> [Extract]
%%

Since taking office Dinkins has received high marks from the business community for his fiscal conservatism. In a major address to 1,000 business and civic leaders at a breakfast of the Association for a Better New York, Dinkins warned that there was no money available to expand services despite the proliferation of such problems as drugs, AIDS and homelessness. After Dinkins announced his first round of budget cuts upon taking office, the Financial Control Board (FCB) issued a report demanding even more, a demand with which Dinkins quickly complied.(3) <#N3>
In justifying Dinkins’ austerity budget, city officials even harked directly back to the practices of the 1970s, arguing that municipal unions should defer wage increases as they had during that crisis. When asked why he was making deep cuts in the city’s hospitals and education budgets, Dinkins replied that’s where the money is. On the surface, of course, he meant by this seemingly callous remark that these services were the biggest part of the city budget in absolute terms. For a pragmatic politician this logic is flawless. But this pragmatism assumes that one looks for financial salvation only through the budget the elites have left you to tinker with, and not, for instance, by challenging the notion that payments on the city debt are the first priority.
In 1988 city comptroller Harrison Goldin reported that New York still owed the banks $13.9 billion in long-term debt, up from $12.2 billion in 1978. Service of the debt had declined in the 1980s as a percentage of city expenditures, thanks to five years of budget surpluses. But those surpluses have now vanished, and the city is scrambling to find money for both day-to-day operations and debt repayment So despite Rohatyn’s “recovery” plan, the city has never really recovered, and is now in for the second wave of austerity, given the impact of the 1987 stock-market crash, the attendant layoffs in the financial sector and the nationwide anticipation of a depression.
With its shrinking manufacturing base and deteriorating social services, combined with a gathering in of capital produced by enterprises around the world, an obscene display of wealth flowing from that capital, and a growing impoverishment of the majority, New York City no longer depends on its local “natural” industrial base for its revenue. Instead it serves increasingly as a center for multinational corporations and banks. New York City is to be a safe haven for capital, wherever produced, and for the office operations necessary to organize the activities of that capital—if the overhead is low enough.
After years of a virtually all-white, all-male city administration under Koch, Dinkins has made a number of appointments of women and people of color But the Blacks, Latinos, Asians and women appointed by Dinkins will head service agencies, the ones distributing band-aids (and increasingly less even of those) to the city’s victims. The real power positions went to the Lazard Freres types.

%%

> [Exercise brief]
Answer these about the Dinkins budget text:
1. How many business and civic leaders heard Dinkins speak at the Association for a Better New York breakfast?
2. How much long-term debt did New York owe the banks in 1988, according to Harrison Goldin?
3. Which mayor ran a virtually all-white, all-male city administration?
These rows come from a different source than the text.

> [Excerpted records]

%%

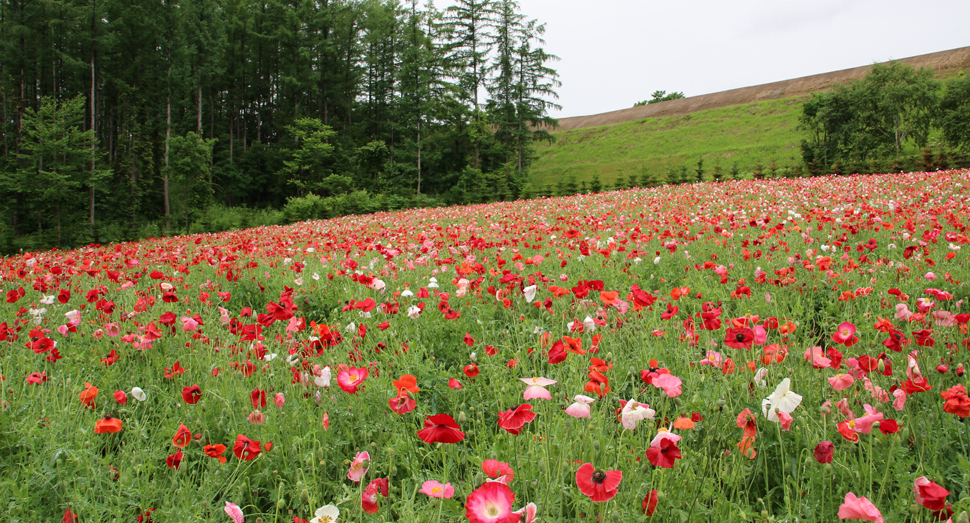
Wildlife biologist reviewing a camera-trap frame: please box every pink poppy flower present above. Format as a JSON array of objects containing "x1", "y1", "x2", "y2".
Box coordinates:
[
  {"x1": 893, "y1": 389, "x2": 906, "y2": 410},
  {"x1": 829, "y1": 374, "x2": 855, "y2": 390},
  {"x1": 839, "y1": 492, "x2": 885, "y2": 523},
  {"x1": 566, "y1": 394, "x2": 596, "y2": 418},
  {"x1": 347, "y1": 452, "x2": 370, "y2": 483},
  {"x1": 420, "y1": 481, "x2": 455, "y2": 499},
  {"x1": 223, "y1": 501, "x2": 243, "y2": 523},
  {"x1": 482, "y1": 459, "x2": 515, "y2": 485},
  {"x1": 778, "y1": 412, "x2": 794, "y2": 431},
  {"x1": 246, "y1": 409, "x2": 266, "y2": 425},
  {"x1": 337, "y1": 367, "x2": 367, "y2": 394},
  {"x1": 805, "y1": 347, "x2": 832, "y2": 369},
  {"x1": 653, "y1": 374, "x2": 683, "y2": 398},
  {"x1": 576, "y1": 463, "x2": 623, "y2": 503},
  {"x1": 701, "y1": 350, "x2": 724, "y2": 369},
  {"x1": 465, "y1": 481, "x2": 522, "y2": 523},
  {"x1": 832, "y1": 321, "x2": 859, "y2": 347},
  {"x1": 515, "y1": 503, "x2": 539, "y2": 523},
  {"x1": 519, "y1": 377, "x2": 558, "y2": 400}
]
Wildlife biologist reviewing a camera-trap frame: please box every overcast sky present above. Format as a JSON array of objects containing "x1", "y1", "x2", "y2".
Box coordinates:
[{"x1": 435, "y1": 0, "x2": 970, "y2": 118}]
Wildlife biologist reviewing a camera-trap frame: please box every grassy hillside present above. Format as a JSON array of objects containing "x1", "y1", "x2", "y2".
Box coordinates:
[{"x1": 532, "y1": 96, "x2": 807, "y2": 188}]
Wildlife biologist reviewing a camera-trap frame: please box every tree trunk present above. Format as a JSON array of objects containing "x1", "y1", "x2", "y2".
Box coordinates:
[
  {"x1": 162, "y1": 87, "x2": 172, "y2": 235},
  {"x1": 88, "y1": 8, "x2": 98, "y2": 235}
]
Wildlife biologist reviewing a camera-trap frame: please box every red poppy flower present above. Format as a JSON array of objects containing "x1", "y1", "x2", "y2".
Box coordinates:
[
  {"x1": 940, "y1": 385, "x2": 970, "y2": 418},
  {"x1": 27, "y1": 371, "x2": 50, "y2": 385},
  {"x1": 815, "y1": 441, "x2": 835, "y2": 464},
  {"x1": 360, "y1": 478, "x2": 389, "y2": 514},
  {"x1": 202, "y1": 444, "x2": 228, "y2": 463},
  {"x1": 643, "y1": 490, "x2": 659, "y2": 516},
  {"x1": 232, "y1": 434, "x2": 263, "y2": 461},
  {"x1": 913, "y1": 476, "x2": 950, "y2": 512},
  {"x1": 172, "y1": 423, "x2": 192, "y2": 449},
  {"x1": 498, "y1": 403, "x2": 536, "y2": 434},
  {"x1": 94, "y1": 416, "x2": 121, "y2": 434},
  {"x1": 79, "y1": 383, "x2": 98, "y2": 409},
  {"x1": 576, "y1": 463, "x2": 623, "y2": 503},
  {"x1": 647, "y1": 438, "x2": 681, "y2": 469},
  {"x1": 249, "y1": 389, "x2": 266, "y2": 409},
  {"x1": 724, "y1": 327, "x2": 754, "y2": 349},
  {"x1": 418, "y1": 414, "x2": 465, "y2": 443},
  {"x1": 165, "y1": 449, "x2": 182, "y2": 470},
  {"x1": 182, "y1": 385, "x2": 202, "y2": 405}
]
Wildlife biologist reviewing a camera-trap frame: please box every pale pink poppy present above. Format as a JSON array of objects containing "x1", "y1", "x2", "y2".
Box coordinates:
[
  {"x1": 839, "y1": 492, "x2": 884, "y2": 523},
  {"x1": 519, "y1": 377, "x2": 557, "y2": 400},
  {"x1": 778, "y1": 412, "x2": 793, "y2": 431},
  {"x1": 893, "y1": 389, "x2": 906, "y2": 410},
  {"x1": 566, "y1": 394, "x2": 596, "y2": 418},
  {"x1": 653, "y1": 374, "x2": 683, "y2": 398},
  {"x1": 829, "y1": 374, "x2": 855, "y2": 390},
  {"x1": 347, "y1": 452, "x2": 370, "y2": 483},
  {"x1": 246, "y1": 410, "x2": 266, "y2": 425},
  {"x1": 223, "y1": 501, "x2": 243, "y2": 523},
  {"x1": 805, "y1": 347, "x2": 832, "y2": 369},
  {"x1": 420, "y1": 481, "x2": 455, "y2": 499}
]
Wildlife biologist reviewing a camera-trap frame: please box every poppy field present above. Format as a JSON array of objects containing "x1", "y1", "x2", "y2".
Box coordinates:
[{"x1": 0, "y1": 170, "x2": 970, "y2": 523}]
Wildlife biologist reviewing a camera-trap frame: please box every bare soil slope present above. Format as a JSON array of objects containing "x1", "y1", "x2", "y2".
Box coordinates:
[{"x1": 557, "y1": 47, "x2": 970, "y2": 131}]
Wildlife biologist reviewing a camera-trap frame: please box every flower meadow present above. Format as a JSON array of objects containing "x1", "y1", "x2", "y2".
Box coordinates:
[{"x1": 0, "y1": 170, "x2": 970, "y2": 523}]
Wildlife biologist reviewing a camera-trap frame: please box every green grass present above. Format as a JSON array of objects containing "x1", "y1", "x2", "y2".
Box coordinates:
[{"x1": 532, "y1": 96, "x2": 807, "y2": 188}]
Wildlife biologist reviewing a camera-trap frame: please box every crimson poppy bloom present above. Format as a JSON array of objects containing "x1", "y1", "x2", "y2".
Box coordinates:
[
  {"x1": 387, "y1": 389, "x2": 418, "y2": 414},
  {"x1": 165, "y1": 449, "x2": 182, "y2": 470},
  {"x1": 94, "y1": 415, "x2": 121, "y2": 434},
  {"x1": 724, "y1": 327, "x2": 754, "y2": 350},
  {"x1": 172, "y1": 423, "x2": 192, "y2": 449},
  {"x1": 182, "y1": 385, "x2": 202, "y2": 405},
  {"x1": 249, "y1": 389, "x2": 266, "y2": 409},
  {"x1": 232, "y1": 434, "x2": 263, "y2": 461},
  {"x1": 815, "y1": 441, "x2": 835, "y2": 464},
  {"x1": 418, "y1": 414, "x2": 465, "y2": 443},
  {"x1": 576, "y1": 463, "x2": 623, "y2": 503},
  {"x1": 643, "y1": 490, "x2": 659, "y2": 516},
  {"x1": 913, "y1": 476, "x2": 950, "y2": 512},
  {"x1": 360, "y1": 478, "x2": 389, "y2": 514},
  {"x1": 647, "y1": 437, "x2": 681, "y2": 469},
  {"x1": 202, "y1": 444, "x2": 228, "y2": 463},
  {"x1": 498, "y1": 403, "x2": 536, "y2": 434},
  {"x1": 940, "y1": 385, "x2": 970, "y2": 418}
]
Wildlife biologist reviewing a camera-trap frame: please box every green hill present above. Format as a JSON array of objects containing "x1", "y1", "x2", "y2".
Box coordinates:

%%

> [Your solution]
1. 1,000
2. $13.9 billion
3. Koch